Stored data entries
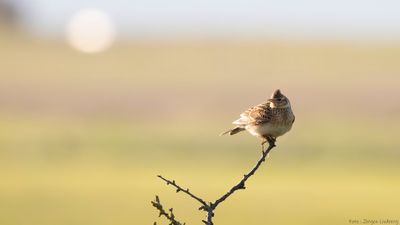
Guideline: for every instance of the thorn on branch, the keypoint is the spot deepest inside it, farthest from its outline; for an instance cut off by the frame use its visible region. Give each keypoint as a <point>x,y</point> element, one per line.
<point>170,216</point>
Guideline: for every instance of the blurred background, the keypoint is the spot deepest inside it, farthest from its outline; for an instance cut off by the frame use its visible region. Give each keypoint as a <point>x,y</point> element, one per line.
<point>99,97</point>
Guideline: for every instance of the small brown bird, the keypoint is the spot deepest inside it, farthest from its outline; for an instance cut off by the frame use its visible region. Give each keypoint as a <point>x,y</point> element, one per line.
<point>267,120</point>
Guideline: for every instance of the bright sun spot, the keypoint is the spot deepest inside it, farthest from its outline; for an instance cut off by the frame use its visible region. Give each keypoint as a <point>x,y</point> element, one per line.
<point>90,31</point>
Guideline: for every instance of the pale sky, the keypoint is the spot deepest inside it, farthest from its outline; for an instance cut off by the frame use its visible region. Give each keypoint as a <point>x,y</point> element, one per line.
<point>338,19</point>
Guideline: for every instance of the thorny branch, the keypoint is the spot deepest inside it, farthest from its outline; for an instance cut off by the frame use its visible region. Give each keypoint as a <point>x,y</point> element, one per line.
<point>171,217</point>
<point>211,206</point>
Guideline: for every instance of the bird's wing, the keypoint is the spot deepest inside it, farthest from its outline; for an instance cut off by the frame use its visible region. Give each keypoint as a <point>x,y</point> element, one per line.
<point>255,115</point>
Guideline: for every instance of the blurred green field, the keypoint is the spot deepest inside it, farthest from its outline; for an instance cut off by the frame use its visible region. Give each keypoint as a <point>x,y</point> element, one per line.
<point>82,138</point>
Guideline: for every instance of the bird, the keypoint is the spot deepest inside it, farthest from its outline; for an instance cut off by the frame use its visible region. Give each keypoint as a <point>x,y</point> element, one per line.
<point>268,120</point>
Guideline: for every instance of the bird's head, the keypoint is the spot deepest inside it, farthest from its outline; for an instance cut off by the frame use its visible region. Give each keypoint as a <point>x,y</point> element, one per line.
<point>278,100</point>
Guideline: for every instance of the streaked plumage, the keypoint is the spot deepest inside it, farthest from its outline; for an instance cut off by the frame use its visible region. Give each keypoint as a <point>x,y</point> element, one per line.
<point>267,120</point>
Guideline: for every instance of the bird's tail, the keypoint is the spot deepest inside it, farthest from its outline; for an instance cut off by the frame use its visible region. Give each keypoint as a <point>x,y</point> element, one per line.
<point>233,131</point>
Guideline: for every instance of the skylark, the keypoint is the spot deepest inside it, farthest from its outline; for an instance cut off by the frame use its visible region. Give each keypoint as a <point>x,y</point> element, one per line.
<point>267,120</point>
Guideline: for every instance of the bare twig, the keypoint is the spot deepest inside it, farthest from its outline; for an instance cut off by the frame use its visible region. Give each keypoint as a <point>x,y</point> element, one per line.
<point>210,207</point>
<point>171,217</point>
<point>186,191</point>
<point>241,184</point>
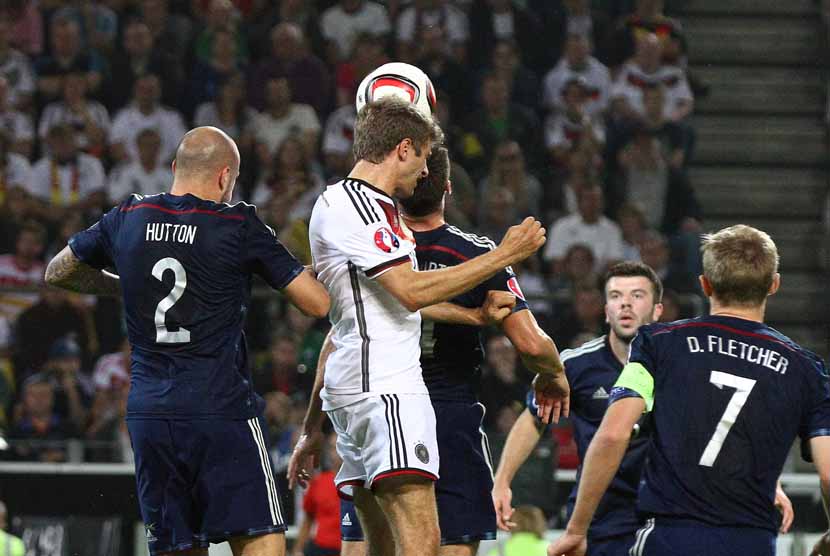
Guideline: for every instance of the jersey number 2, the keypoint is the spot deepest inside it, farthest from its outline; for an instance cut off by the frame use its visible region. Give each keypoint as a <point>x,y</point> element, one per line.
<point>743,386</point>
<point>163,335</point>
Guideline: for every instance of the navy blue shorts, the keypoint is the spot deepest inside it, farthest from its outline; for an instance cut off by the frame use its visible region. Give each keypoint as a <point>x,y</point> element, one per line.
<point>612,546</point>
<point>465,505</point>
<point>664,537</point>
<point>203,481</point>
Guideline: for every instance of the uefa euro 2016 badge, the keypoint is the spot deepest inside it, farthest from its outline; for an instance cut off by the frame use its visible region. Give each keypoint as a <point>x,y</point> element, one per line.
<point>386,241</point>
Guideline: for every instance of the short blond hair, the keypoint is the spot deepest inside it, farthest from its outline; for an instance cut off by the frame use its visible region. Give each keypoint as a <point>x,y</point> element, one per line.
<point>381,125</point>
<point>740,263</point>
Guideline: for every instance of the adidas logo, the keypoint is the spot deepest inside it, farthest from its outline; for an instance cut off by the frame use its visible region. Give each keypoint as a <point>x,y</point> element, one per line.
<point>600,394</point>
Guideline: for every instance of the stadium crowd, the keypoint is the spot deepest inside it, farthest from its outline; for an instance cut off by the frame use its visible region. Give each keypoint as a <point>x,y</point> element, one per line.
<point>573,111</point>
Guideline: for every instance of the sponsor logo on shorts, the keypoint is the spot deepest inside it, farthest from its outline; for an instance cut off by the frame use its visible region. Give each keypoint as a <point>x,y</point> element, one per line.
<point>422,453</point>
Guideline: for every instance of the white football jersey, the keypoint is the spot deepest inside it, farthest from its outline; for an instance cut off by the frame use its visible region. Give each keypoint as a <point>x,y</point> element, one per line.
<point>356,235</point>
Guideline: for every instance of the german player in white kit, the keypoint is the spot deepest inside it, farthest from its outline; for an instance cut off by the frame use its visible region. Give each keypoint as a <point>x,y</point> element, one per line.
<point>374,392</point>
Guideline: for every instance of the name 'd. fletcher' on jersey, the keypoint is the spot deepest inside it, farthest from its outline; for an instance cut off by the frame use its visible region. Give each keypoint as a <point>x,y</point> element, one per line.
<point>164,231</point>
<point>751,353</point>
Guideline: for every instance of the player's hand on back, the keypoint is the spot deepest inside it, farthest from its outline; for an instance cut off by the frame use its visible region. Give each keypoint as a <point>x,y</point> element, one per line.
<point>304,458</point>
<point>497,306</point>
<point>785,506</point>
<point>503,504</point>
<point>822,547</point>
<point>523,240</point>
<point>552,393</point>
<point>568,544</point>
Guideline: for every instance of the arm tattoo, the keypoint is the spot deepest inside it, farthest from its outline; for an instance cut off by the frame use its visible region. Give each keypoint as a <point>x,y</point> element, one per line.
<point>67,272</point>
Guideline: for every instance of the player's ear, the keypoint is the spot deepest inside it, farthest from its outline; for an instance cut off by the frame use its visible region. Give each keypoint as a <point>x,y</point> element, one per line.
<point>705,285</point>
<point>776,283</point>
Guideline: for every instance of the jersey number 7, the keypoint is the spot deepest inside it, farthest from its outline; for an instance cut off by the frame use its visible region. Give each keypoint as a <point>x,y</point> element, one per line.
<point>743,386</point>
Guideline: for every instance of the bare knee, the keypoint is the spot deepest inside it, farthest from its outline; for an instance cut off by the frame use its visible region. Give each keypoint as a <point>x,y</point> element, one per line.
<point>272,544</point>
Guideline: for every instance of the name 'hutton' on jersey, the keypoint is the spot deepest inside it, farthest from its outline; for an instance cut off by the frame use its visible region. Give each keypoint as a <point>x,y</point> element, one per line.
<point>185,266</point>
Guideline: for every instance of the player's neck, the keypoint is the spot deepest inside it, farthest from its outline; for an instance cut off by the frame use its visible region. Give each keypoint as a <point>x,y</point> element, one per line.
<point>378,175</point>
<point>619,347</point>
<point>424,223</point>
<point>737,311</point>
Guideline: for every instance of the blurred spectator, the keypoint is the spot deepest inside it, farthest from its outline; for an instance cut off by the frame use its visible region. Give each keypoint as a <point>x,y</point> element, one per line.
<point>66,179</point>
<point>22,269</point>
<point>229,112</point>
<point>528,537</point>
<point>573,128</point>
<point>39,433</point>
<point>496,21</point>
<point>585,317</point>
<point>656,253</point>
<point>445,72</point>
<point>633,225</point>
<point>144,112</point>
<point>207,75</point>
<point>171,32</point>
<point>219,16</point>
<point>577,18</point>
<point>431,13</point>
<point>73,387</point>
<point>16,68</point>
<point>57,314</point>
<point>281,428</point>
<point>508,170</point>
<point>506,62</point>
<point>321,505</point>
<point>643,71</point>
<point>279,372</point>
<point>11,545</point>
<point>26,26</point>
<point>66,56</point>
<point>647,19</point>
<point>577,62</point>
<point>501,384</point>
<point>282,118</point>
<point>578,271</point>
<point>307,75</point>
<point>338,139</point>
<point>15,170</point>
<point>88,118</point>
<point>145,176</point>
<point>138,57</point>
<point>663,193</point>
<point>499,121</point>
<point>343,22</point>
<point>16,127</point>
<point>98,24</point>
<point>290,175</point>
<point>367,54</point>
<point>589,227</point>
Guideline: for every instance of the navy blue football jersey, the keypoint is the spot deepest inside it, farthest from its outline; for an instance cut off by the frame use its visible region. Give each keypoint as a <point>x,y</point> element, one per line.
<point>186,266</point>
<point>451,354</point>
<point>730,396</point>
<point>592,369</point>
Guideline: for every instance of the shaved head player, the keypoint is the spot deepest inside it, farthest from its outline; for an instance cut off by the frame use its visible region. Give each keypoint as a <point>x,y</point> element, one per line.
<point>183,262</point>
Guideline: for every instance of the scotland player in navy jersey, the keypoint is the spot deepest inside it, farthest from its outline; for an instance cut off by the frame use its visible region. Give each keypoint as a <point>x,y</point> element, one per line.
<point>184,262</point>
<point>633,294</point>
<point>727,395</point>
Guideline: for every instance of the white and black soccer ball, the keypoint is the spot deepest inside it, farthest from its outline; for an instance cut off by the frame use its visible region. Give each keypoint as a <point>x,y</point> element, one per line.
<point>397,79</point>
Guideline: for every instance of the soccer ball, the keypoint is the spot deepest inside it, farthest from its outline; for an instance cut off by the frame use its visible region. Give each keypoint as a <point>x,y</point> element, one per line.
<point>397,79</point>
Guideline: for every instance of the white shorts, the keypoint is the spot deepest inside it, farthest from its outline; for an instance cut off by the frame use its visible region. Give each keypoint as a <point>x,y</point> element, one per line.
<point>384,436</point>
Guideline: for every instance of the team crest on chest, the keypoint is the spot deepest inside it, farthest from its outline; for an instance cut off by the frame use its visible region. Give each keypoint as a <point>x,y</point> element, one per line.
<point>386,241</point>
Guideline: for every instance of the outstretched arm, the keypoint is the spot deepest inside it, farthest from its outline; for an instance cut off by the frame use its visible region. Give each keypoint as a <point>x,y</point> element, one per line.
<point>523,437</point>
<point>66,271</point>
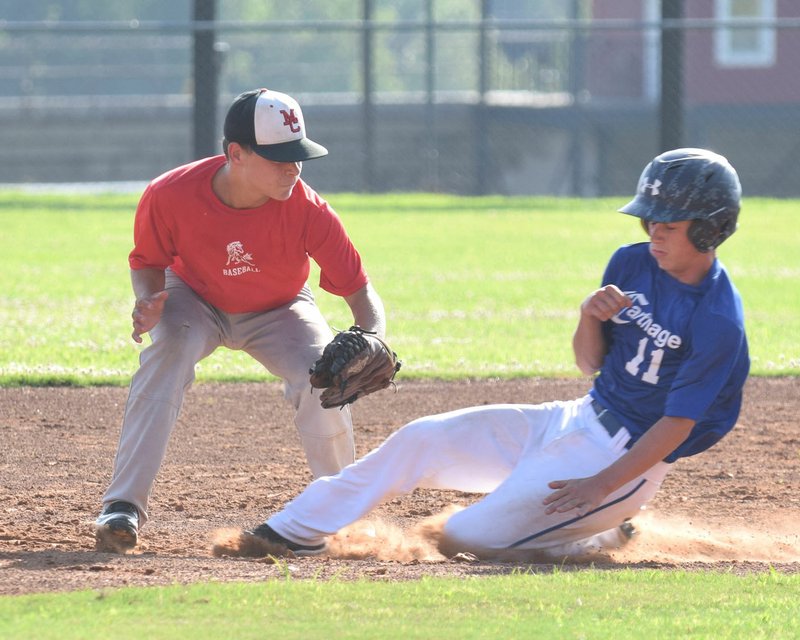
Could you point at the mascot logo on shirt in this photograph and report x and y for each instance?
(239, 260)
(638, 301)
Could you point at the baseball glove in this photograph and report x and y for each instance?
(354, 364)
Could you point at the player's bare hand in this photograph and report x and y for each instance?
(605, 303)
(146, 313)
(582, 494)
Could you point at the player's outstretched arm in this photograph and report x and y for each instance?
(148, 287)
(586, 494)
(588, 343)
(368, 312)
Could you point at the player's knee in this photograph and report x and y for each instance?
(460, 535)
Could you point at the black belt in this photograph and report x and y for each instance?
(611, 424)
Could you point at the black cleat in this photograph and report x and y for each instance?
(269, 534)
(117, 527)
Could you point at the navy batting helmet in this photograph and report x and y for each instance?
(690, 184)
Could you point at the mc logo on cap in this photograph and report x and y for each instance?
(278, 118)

Work item
Reproduce, with both ends included, the lines from the one holding "Could you point at the black belt" to the end of the records above.

The answer
Could you point at the black belt in this photograph and report x and y for each instance?
(611, 424)
Could you point at the black cleat in this photograph and report x and y for each instance?
(269, 534)
(117, 527)
Could you point at the navy batting helmet in this photograph and report x and y for each instance?
(690, 184)
Could you point at the mc logo on cap in this photograph and report x and y for each instance?
(278, 118)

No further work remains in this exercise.